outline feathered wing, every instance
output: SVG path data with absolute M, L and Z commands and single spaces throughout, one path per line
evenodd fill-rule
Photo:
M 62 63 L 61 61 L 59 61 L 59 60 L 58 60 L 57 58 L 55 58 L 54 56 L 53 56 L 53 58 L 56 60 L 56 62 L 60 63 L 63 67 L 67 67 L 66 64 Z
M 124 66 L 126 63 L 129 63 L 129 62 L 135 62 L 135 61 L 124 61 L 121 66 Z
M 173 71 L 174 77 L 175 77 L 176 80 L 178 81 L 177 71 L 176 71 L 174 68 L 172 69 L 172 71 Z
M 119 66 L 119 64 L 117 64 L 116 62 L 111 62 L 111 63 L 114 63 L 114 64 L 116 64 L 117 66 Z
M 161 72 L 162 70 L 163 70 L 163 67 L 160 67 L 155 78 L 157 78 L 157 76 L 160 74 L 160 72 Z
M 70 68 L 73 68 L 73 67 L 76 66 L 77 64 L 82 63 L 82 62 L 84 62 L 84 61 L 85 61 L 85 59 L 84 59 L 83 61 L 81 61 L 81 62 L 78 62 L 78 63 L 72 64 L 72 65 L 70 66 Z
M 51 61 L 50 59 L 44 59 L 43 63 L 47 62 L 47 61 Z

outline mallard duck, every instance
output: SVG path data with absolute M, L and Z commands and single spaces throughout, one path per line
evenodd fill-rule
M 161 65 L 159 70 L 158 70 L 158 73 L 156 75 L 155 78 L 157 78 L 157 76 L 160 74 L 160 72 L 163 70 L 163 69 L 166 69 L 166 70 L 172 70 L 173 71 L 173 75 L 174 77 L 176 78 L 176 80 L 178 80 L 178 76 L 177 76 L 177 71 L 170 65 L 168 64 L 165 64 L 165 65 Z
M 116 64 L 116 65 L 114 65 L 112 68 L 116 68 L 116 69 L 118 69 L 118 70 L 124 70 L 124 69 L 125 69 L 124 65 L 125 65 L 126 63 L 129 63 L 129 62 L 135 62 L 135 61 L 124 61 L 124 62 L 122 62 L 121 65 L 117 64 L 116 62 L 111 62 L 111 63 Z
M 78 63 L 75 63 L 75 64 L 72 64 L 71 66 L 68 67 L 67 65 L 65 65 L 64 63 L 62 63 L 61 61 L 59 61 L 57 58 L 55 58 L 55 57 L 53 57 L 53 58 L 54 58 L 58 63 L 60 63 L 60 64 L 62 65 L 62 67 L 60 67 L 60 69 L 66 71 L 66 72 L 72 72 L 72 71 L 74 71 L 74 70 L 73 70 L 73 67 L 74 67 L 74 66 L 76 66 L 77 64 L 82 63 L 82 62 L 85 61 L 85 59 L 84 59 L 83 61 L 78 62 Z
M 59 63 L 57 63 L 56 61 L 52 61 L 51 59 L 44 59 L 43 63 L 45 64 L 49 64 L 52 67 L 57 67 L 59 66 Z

^^^^

#### Exercise description:
Copy every entry line for line, keeping all characters unchanged.

#### Answer to the task:
outline feathered wing, every instance
output: SVG path data with absolute M, L and Z commands and single spaces throughout, one path per line
evenodd fill-rule
Photo:
M 62 63 L 61 61 L 59 61 L 59 60 L 58 60 L 57 58 L 55 58 L 54 56 L 53 56 L 53 58 L 56 60 L 56 62 L 60 63 L 63 67 L 67 67 L 66 64 Z
M 124 66 L 126 63 L 129 63 L 129 62 L 135 62 L 135 61 L 124 61 L 121 66 Z
M 173 71 L 174 77 L 175 77 L 176 80 L 178 81 L 177 71 L 176 71 L 174 68 L 172 69 L 172 71 Z
M 119 66 L 119 64 L 117 64 L 116 62 L 111 62 L 111 63 L 114 63 L 114 64 L 116 64 L 117 66 Z
M 161 72 L 162 70 L 163 70 L 163 67 L 160 67 L 155 78 L 157 78 L 157 76 L 160 74 L 160 72 Z
M 70 68 L 73 68 L 73 67 L 76 66 L 77 64 L 82 63 L 82 62 L 84 62 L 84 61 L 85 61 L 85 59 L 84 59 L 83 61 L 81 61 L 81 62 L 78 62 L 78 63 L 72 64 L 72 65 L 70 66 Z
M 51 61 L 50 59 L 44 59 L 43 63 L 47 62 L 47 61 Z

outline mallard duck, every instance
output: SVG path data with absolute M, L and Z commands and single spaces throughout, one path per line
evenodd fill-rule
M 161 65 L 159 70 L 158 70 L 158 73 L 156 75 L 155 78 L 157 78 L 157 76 L 160 74 L 160 72 L 163 70 L 163 69 L 166 69 L 166 70 L 172 70 L 173 71 L 173 75 L 174 77 L 176 78 L 176 80 L 178 80 L 178 76 L 177 76 L 177 71 L 170 65 L 168 64 L 165 64 L 165 65 Z
M 116 64 L 116 65 L 114 65 L 112 68 L 116 68 L 116 69 L 118 69 L 118 70 L 124 70 L 124 69 L 125 69 L 124 65 L 125 65 L 126 63 L 129 63 L 129 62 L 135 62 L 135 61 L 124 61 L 124 62 L 122 62 L 121 65 L 117 64 L 116 62 L 111 62 L 111 63 Z
M 78 63 L 75 63 L 75 64 L 72 64 L 71 66 L 68 67 L 67 65 L 65 65 L 64 63 L 62 63 L 61 61 L 59 61 L 57 58 L 55 58 L 55 57 L 53 57 L 53 58 L 54 58 L 58 63 L 60 63 L 60 64 L 62 65 L 62 67 L 60 67 L 60 69 L 66 71 L 66 72 L 72 72 L 72 71 L 74 71 L 74 70 L 73 70 L 73 67 L 74 67 L 74 66 L 76 66 L 77 64 L 82 63 L 82 62 L 85 61 L 85 59 L 84 59 L 83 61 L 78 62 Z
M 59 63 L 57 63 L 56 61 L 52 61 L 51 59 L 44 59 L 43 63 L 45 64 L 49 64 L 52 67 L 57 67 L 59 66 Z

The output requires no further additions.